### Task directions
Rewrite the records with every occurrence of "The component" replaced by "The module" and everything else unchanged. Leave the pictures out of the answer.

----------

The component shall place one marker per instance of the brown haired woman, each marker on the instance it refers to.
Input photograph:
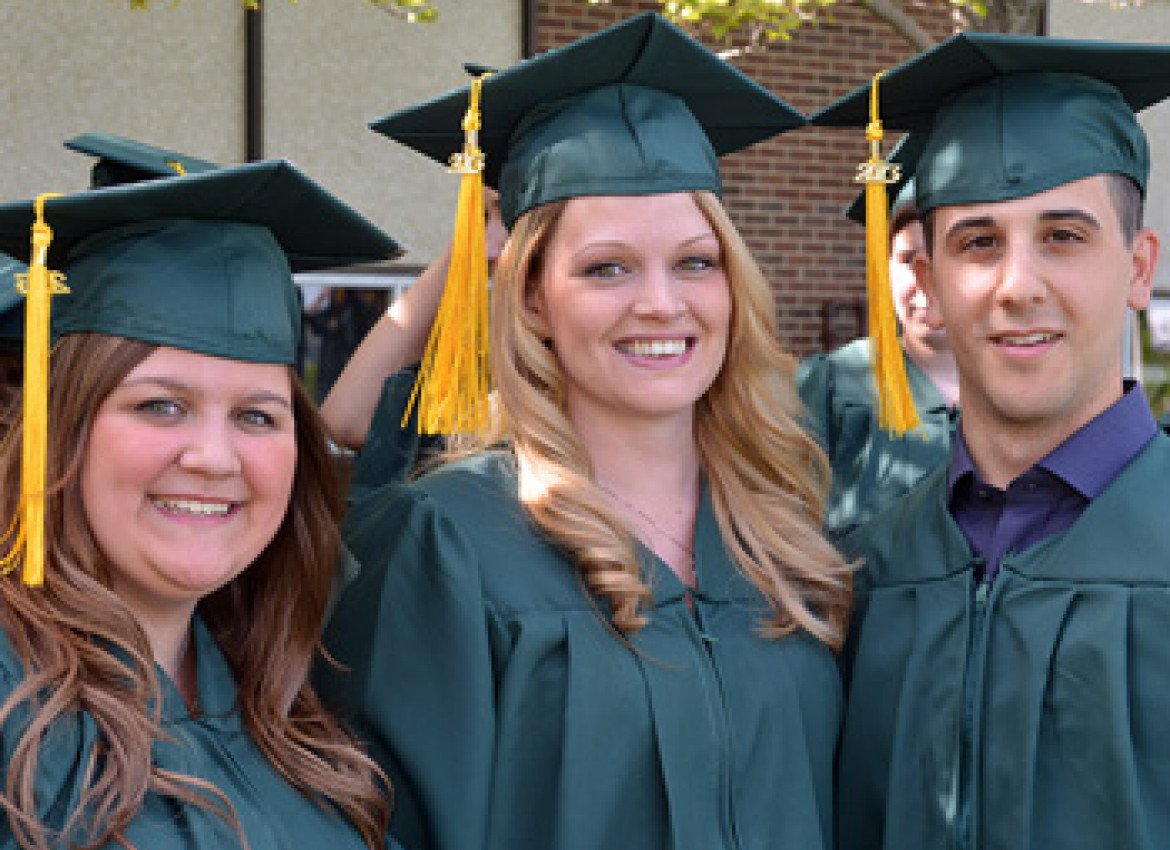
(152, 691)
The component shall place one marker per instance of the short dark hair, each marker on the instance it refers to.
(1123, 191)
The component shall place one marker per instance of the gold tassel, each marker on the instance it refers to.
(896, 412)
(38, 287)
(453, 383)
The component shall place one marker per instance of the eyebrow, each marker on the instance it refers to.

----------

### Solved exercise
The module shall place one marker per instance of the brown haired woman, each marker on the instance it refers to.
Input photograph:
(152, 691)
The module shall place one marker per instance of the short dark hair, each marker on the instance it refers to.
(1123, 191)
The module shall place one marker per instance of the gold tassel, each marker on the instance it refers to.
(896, 412)
(38, 287)
(453, 383)
The module shall place one marker per instance of the eyebrow, each marker on the instance it refers to.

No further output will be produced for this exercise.